• **WHAT TO WORK ON**
Can you gather every line in the data below that contains the word "bowl" and copy each of those lines out?

• **DATA**
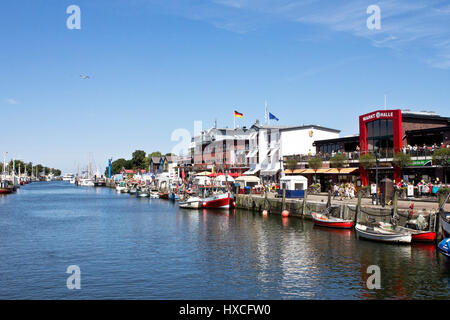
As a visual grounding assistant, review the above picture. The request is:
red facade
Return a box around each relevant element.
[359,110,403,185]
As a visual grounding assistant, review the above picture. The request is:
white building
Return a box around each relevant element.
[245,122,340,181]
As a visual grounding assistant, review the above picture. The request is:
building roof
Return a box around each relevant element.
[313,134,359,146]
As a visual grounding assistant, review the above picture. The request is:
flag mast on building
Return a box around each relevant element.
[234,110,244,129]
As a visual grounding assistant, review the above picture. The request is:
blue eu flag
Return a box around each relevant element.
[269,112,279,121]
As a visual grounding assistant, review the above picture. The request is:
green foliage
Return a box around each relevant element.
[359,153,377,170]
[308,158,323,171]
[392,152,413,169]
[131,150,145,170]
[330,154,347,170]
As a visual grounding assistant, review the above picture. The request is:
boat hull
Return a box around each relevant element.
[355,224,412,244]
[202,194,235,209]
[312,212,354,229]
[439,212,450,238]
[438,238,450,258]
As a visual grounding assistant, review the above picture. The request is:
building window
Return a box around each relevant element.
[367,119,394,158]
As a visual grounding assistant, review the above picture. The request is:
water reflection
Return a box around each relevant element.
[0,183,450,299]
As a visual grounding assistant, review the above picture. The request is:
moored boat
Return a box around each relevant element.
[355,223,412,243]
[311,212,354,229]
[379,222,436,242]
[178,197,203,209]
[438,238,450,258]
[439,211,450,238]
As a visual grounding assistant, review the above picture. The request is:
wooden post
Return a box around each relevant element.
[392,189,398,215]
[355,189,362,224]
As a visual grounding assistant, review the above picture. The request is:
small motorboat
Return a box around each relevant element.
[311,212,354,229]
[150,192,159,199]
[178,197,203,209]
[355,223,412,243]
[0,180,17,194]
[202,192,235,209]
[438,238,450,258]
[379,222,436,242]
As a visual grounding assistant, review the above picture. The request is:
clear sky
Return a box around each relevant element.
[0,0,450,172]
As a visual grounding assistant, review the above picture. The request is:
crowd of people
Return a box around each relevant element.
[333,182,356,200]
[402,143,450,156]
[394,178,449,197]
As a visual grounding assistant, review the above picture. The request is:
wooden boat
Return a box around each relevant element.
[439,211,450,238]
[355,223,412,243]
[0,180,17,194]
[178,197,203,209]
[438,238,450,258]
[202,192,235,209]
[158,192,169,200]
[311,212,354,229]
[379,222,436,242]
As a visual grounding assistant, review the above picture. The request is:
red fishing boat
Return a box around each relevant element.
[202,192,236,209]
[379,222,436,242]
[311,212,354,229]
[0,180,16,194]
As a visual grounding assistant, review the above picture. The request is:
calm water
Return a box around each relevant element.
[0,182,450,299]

...

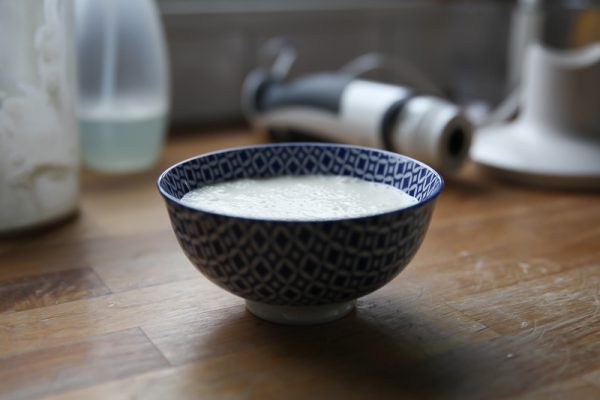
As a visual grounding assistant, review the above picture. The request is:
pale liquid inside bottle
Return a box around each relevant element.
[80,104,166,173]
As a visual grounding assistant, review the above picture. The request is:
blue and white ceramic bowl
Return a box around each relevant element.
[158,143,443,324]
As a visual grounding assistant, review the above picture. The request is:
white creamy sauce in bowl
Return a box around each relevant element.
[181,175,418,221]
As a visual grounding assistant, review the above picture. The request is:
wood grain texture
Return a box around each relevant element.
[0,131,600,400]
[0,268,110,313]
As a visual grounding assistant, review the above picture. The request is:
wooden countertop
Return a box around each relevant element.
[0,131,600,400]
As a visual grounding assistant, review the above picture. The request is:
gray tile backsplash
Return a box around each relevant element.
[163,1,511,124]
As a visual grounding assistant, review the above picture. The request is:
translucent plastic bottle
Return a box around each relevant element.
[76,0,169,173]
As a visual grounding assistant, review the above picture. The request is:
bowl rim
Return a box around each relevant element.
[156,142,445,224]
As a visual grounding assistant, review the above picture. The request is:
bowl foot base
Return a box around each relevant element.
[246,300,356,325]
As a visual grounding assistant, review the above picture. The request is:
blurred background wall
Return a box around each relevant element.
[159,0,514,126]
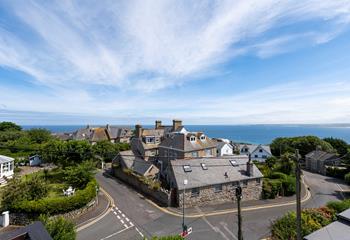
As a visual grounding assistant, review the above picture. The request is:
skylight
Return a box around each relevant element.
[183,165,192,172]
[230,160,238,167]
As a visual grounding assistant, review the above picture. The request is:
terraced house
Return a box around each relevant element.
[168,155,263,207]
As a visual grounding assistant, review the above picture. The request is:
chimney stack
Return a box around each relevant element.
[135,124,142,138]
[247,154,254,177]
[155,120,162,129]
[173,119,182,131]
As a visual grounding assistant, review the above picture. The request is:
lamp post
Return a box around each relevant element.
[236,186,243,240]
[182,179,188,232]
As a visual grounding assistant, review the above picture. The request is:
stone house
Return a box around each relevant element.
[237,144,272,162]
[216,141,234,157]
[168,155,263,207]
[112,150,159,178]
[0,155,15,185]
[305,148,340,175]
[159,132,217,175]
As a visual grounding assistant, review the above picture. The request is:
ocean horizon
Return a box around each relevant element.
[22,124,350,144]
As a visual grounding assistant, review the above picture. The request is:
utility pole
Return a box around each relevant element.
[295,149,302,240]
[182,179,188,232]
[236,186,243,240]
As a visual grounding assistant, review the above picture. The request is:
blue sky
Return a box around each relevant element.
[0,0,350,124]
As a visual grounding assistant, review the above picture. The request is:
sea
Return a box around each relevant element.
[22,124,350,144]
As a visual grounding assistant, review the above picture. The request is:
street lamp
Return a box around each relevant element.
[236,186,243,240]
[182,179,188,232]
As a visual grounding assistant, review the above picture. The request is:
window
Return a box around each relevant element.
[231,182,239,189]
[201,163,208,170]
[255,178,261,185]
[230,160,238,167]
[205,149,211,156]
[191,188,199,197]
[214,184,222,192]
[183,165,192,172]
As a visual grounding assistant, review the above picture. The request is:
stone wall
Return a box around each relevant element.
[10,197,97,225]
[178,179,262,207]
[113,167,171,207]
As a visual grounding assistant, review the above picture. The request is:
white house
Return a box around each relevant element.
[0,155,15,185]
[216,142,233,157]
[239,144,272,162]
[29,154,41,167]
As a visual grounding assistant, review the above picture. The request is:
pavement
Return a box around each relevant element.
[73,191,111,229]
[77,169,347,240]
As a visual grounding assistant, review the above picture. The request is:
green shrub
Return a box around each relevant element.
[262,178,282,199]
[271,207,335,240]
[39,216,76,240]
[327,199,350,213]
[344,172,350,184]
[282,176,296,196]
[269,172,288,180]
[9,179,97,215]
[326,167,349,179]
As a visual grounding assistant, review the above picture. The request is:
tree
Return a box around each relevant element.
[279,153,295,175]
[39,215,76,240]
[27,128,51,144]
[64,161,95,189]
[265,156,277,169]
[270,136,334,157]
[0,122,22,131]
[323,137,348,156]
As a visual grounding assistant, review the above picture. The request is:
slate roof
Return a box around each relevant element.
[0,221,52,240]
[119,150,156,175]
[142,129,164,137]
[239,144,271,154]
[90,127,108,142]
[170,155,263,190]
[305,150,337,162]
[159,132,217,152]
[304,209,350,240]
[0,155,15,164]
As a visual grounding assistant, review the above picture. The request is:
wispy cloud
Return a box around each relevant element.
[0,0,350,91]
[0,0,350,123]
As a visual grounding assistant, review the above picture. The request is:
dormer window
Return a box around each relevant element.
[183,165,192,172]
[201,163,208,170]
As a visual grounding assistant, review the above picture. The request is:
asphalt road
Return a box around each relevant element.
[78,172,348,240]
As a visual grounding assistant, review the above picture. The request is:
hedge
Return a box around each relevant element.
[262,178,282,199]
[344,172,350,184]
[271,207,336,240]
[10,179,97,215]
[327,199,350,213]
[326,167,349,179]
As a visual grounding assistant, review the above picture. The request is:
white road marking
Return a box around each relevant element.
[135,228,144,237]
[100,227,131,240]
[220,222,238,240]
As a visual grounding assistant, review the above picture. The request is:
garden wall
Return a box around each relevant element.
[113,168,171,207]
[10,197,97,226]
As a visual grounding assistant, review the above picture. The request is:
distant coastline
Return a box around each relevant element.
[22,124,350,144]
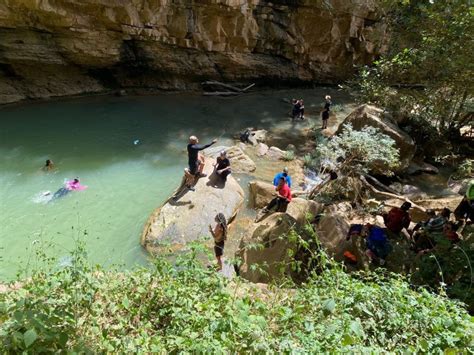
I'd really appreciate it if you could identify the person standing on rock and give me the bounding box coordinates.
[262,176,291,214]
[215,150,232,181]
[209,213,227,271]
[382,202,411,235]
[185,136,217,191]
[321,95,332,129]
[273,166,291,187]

• **WRITTEN ANSWER**
blue and white ceramic bowl
white creamy sauce in bowl
bowl rim
bowl foot base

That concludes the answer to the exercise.